**STATED PROBLEM**
Rewrite the entries from their first line through the line that contains "M 108 180 L", replacing "outline" with "contour" and keeping everything else the same. Omit the pictures from your answer.

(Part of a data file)
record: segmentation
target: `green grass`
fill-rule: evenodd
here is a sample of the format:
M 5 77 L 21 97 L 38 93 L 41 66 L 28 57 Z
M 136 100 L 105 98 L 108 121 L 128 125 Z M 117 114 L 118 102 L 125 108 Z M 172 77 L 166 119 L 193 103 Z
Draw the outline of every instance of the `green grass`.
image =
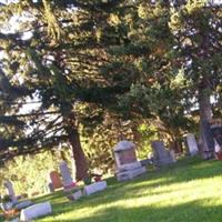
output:
M 108 180 L 109 188 L 70 203 L 57 192 L 53 214 L 38 221 L 73 222 L 221 222 L 222 162 L 184 159 L 130 182 Z

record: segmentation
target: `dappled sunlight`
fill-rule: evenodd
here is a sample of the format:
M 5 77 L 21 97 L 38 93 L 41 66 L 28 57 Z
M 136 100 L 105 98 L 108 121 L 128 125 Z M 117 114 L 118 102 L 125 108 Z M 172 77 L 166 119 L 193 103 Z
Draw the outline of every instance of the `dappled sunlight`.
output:
M 181 222 L 185 218 L 190 221 L 198 212 L 201 216 L 195 221 L 208 222 L 208 209 L 218 212 L 222 205 L 220 164 L 201 161 L 201 171 L 196 163 L 176 164 L 130 182 L 111 180 L 107 191 L 73 203 L 65 202 L 62 192 L 58 192 L 54 199 L 50 195 L 53 215 L 39 221 L 105 222 L 109 218 L 118 222 Z M 170 218 L 163 220 L 165 215 Z

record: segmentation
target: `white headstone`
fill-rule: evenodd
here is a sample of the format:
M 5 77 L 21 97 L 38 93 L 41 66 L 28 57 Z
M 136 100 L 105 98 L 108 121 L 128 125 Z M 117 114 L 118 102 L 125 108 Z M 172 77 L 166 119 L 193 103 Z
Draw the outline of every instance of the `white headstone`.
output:
M 188 133 L 185 139 L 186 139 L 190 154 L 195 155 L 199 152 L 199 149 L 198 149 L 198 143 L 196 143 L 194 134 Z
M 73 201 L 77 201 L 77 200 L 79 200 L 80 198 L 82 198 L 82 191 L 81 190 L 79 190 L 79 191 L 75 191 L 74 193 L 72 193 L 71 194 L 71 199 L 73 200 Z
M 73 184 L 73 181 L 72 181 L 72 176 L 71 176 L 71 173 L 70 173 L 70 170 L 68 168 L 68 164 L 65 161 L 62 161 L 59 165 L 60 168 L 60 173 L 62 175 L 62 184 L 64 188 L 69 188 Z
M 12 199 L 12 203 L 17 203 L 18 200 L 17 200 L 17 196 L 14 194 L 14 190 L 13 190 L 13 184 L 11 181 L 7 180 L 4 183 L 3 183 L 4 188 L 7 189 L 7 194 L 10 195 L 10 198 Z
M 50 202 L 38 203 L 27 209 L 21 210 L 20 221 L 31 221 L 42 215 L 52 213 Z
M 113 151 L 118 181 L 131 180 L 147 172 L 147 169 L 137 159 L 135 144 L 133 142 L 127 140 L 120 141 L 113 148 Z
M 93 193 L 104 190 L 107 186 L 108 186 L 108 184 L 105 181 L 95 182 L 90 185 L 85 185 L 83 193 L 85 195 L 91 195 Z

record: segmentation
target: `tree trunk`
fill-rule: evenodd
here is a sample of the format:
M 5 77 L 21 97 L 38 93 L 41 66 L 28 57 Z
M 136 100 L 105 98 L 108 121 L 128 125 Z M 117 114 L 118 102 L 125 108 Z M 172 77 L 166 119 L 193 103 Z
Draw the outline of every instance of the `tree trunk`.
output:
M 82 180 L 88 176 L 88 161 L 81 147 L 78 130 L 69 129 L 69 142 L 72 147 L 72 154 L 75 163 L 75 180 Z
M 75 180 L 80 181 L 88 176 L 89 165 L 80 142 L 80 134 L 78 132 L 75 115 L 71 111 L 63 112 L 63 120 L 72 149 L 72 158 L 74 159 Z
M 210 88 L 208 81 L 202 80 L 199 88 L 200 107 L 200 143 L 204 159 L 213 158 L 214 143 L 210 132 L 210 121 L 212 119 L 212 108 L 210 102 Z

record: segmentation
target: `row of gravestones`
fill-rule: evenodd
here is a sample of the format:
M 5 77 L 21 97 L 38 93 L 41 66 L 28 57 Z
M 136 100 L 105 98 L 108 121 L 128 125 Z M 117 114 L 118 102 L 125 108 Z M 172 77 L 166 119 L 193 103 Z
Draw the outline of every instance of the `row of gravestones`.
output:
M 199 152 L 198 144 L 193 134 L 188 134 L 185 143 L 190 154 L 194 155 Z M 175 162 L 174 153 L 167 150 L 162 141 L 153 141 L 153 158 L 138 161 L 135 155 L 135 144 L 130 141 L 120 141 L 113 149 L 115 160 L 115 175 L 118 181 L 131 180 L 147 172 L 145 165 L 152 163 L 162 167 Z

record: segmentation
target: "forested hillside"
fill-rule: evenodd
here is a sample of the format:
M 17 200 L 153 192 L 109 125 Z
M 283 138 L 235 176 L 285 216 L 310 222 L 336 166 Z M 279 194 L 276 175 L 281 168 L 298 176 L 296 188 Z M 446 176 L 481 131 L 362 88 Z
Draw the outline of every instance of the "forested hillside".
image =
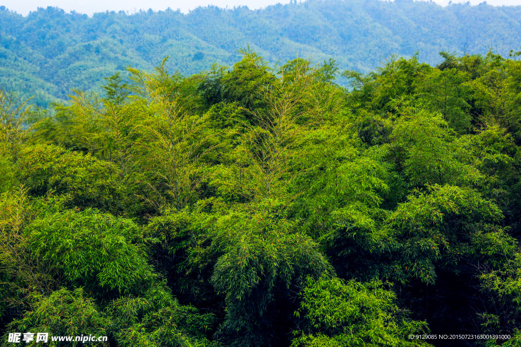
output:
M 342 69 L 368 72 L 397 54 L 436 65 L 442 50 L 502 55 L 521 46 L 521 6 L 494 7 L 397 0 L 309 1 L 225 10 L 199 8 L 92 18 L 40 9 L 27 17 L 0 7 L 0 86 L 46 106 L 71 88 L 100 91 L 102 78 L 128 65 L 191 74 L 212 64 L 231 66 L 249 44 L 272 63 L 296 55 L 334 58 Z
M 521 345 L 521 53 L 240 53 L 0 92 L 2 345 Z

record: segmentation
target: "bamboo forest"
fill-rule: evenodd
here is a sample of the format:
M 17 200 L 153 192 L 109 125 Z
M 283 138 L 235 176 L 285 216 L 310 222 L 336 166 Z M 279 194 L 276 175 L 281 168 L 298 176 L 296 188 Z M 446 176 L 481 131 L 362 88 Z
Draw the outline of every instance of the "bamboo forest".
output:
M 521 346 L 516 51 L 2 88 L 0 346 Z

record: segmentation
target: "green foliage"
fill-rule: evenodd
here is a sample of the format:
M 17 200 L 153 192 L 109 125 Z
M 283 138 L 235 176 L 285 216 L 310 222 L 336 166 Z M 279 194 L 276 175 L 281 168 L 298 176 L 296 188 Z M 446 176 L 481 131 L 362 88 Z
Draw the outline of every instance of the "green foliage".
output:
M 171 70 L 186 74 L 209 69 L 214 63 L 231 66 L 241 59 L 237 50 L 249 44 L 273 63 L 283 65 L 298 54 L 315 62 L 334 58 L 341 70 L 364 73 L 376 68 L 382 56 L 393 53 L 411 57 L 417 50 L 419 61 L 435 66 L 448 56 L 440 57 L 441 50 L 465 55 L 484 54 L 493 48 L 506 57 L 510 47 L 521 45 L 515 6 L 329 0 L 274 5 L 262 10 L 208 6 L 183 14 L 163 9 L 91 17 L 52 7 L 25 17 L 0 11 L 2 86 L 19 91 L 24 98 L 35 95 L 38 106 L 47 107 L 66 100 L 73 88 L 104 92 L 104 78 L 119 73 L 124 78 L 129 65 L 151 71 L 166 56 L 171 57 Z M 483 22 L 489 24 L 483 26 Z M 390 92 L 411 89 L 402 84 L 406 79 L 391 75 L 388 77 L 401 85 Z M 243 82 L 262 79 L 255 74 L 235 77 L 233 81 Z M 432 86 L 438 93 L 433 98 L 437 107 L 445 104 L 443 85 L 455 81 L 449 78 L 452 82 L 445 85 L 441 77 Z M 226 88 L 230 97 L 254 101 L 254 93 L 230 87 Z M 467 125 L 458 111 L 464 104 L 452 92 L 449 95 L 448 115 Z
M 301 295 L 295 314 L 303 325 L 294 332 L 292 346 L 430 345 L 408 339 L 410 334 L 428 333 L 427 323 L 408 319 L 381 282 L 308 277 Z
M 302 9 L 330 5 L 262 15 L 286 9 L 312 34 L 338 9 L 327 22 Z M 463 6 L 448 8 L 473 8 Z M 270 30 L 243 8 L 129 17 L 208 11 L 209 22 Z M 94 17 L 117 33 L 123 16 Z M 170 24 L 165 42 L 140 49 L 168 42 Z M 302 45 L 321 40 L 284 28 Z M 211 56 L 200 49 L 191 61 Z M 519 55 L 442 52 L 435 67 L 420 53 L 389 55 L 372 72 L 344 72 L 346 89 L 341 57 L 274 68 L 239 53 L 232 68 L 191 76 L 169 72 L 177 56 L 151 72 L 107 73 L 103 97 L 77 91 L 52 110 L 3 92 L 0 332 L 106 334 L 121 346 L 461 342 L 408 336 L 430 331 L 518 344 Z
M 36 220 L 25 233 L 34 256 L 66 281 L 92 290 L 128 292 L 154 278 L 142 232 L 129 220 L 71 210 Z
M 20 156 L 18 179 L 30 194 L 67 195 L 72 205 L 115 213 L 121 208 L 122 188 L 110 163 L 55 146 L 28 147 Z
M 99 307 L 82 288 L 68 290 L 62 288 L 48 297 L 35 294 L 32 298 L 32 309 L 23 318 L 15 319 L 8 326 L 8 331 L 15 332 L 50 332 L 47 341 L 49 346 L 77 346 L 78 341 L 61 343 L 53 341 L 52 336 L 106 336 L 109 321 L 103 316 Z M 36 335 L 35 335 L 35 336 Z M 10 345 L 7 339 L 3 346 Z M 95 346 L 108 345 L 107 342 L 91 342 Z M 40 343 L 41 343 L 40 342 Z M 35 338 L 26 345 L 38 345 Z

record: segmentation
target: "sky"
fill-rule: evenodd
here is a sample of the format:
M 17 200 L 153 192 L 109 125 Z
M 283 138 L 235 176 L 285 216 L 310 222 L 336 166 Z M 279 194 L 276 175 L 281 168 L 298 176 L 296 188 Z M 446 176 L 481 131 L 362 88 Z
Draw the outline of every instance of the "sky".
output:
M 225 8 L 237 6 L 247 6 L 250 9 L 264 8 L 278 3 L 286 4 L 290 0 L 0 0 L 0 6 L 3 5 L 10 10 L 27 15 L 38 7 L 56 6 L 66 12 L 75 10 L 91 16 L 95 12 L 106 10 L 120 11 L 123 10 L 132 13 L 140 9 L 152 8 L 154 10 L 165 10 L 170 7 L 173 10 L 178 8 L 183 13 L 199 6 L 213 5 Z M 449 0 L 434 0 L 442 5 L 446 5 Z M 485 0 L 470 0 L 472 5 L 477 5 Z M 452 2 L 466 2 L 466 0 L 453 0 Z M 521 0 L 487 0 L 489 5 L 521 5 Z

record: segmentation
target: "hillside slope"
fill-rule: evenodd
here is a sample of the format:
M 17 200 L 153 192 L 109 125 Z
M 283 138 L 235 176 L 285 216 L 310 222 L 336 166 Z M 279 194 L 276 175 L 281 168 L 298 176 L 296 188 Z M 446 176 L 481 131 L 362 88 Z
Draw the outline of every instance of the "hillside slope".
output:
M 249 45 L 271 61 L 298 55 L 332 58 L 341 70 L 367 72 L 390 54 L 433 65 L 441 50 L 502 54 L 521 46 L 521 6 L 452 5 L 399 0 L 327 0 L 262 10 L 199 8 L 92 18 L 40 8 L 27 17 L 0 7 L 0 87 L 46 106 L 73 86 L 99 90 L 103 78 L 129 65 L 150 70 L 166 56 L 169 68 L 190 74 L 217 62 L 230 66 Z

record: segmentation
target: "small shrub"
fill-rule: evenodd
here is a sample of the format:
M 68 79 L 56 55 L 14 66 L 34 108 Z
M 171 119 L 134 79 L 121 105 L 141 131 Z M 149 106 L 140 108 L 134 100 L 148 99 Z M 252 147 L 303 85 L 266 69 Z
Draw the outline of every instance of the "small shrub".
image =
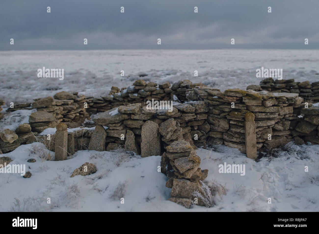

**RESULT OF THIS EXERCISE**
record: segmentation
target: `green grass`
fill-rule: evenodd
here is a sample of the format:
M 5 77 L 21 97 L 38 93 L 41 66 L 28 57 Z
M 136 100 L 105 98 L 108 121 L 128 125 Z M 117 114 L 118 102 L 125 108 Z M 172 77 L 166 119 L 193 103 Z
Draw the contour of every instance of the `green grass`.
image =
output:
M 108 180 L 109 188 L 70 203 L 57 192 L 53 214 L 38 221 L 73 222 L 221 222 L 222 162 L 184 159 L 130 182 Z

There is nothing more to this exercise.